Complete the following:
1. From the article on the album Storm, write out the passage starting at "The album itself" and ending at "her previous label.)".
2. List every Heather Nova album named in the chronology line of the article on the album Storm, with its year.

Page excerpt:
Studio album by Heather Nova
- Released: September 8, 2003
- Genre: Indie rock
- Length: 39:09
- Label: Big Cat

Heather Nova chronology
| South (2001) | Storm (2003) | Redbird (2005) |

= Storm (Heather Nova album) =

Storm is the fifth studio album by Heather Nova, released in 2003 as the follow-up to South (2001). It was her first independent record since departing from the label V2 Records; Nova financed the album herself and released it in a handful of countries. The large United States market was not included, but in 2007, Nova reported on her official website that she was working out a way to distribute her releases in America.

The album itself was a collaboration with the band Mercury Rev.

The track "Let's Not Talk About Love" features vocals from French artist Benjamin Biolay.

The lead single "River of Life" did little to help album sales due to its lack of a radio-friendly sound (that dominated South) or commercial ability. Nova fans may interpret the lack of pop flourishes to be a testament to a love of music and her desire to further develop as an artist rather than succumb to commercial pressures (which Nova cited as being her reason for leaving her previous label.)

Data section:
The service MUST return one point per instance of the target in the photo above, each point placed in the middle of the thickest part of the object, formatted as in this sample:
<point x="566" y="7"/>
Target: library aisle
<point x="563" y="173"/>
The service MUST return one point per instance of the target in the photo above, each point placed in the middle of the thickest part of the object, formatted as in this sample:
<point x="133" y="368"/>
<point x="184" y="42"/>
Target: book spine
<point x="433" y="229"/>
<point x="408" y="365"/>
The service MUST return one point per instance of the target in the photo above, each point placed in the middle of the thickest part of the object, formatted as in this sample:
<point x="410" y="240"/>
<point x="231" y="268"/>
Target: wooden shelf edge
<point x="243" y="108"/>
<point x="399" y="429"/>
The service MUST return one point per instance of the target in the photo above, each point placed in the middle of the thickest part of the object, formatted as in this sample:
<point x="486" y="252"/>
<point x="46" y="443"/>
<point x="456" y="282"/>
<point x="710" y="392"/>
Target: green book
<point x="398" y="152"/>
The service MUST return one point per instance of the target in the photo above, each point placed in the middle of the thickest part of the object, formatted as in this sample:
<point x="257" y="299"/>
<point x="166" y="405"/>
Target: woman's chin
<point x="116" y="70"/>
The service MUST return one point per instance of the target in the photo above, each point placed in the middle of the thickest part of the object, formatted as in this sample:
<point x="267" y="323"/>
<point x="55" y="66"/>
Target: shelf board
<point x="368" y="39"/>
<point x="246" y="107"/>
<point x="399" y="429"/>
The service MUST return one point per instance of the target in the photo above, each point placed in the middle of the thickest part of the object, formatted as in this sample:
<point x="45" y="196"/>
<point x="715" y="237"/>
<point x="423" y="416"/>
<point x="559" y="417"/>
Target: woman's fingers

Solutions per task:
1.
The album itself was a collaboration with the band Mercury Rev.

The track "Let's Not Talk About Love" features vocals from French artist Benjamin Biolay.

The lead single "River of Life" did little to help album sales due to its lack of a radio-friendly sound (that dominated South) or commercial ability. Nova fans may interpret the lack of pop flourishes to be a testament to a love of music and her desire to further develop as an artist rather than succumb to commercial pressures (which Nova cited as being her reason for leaving her previous label.)

2.
- South (2001)
- Storm (2003)
- Redbird (2005)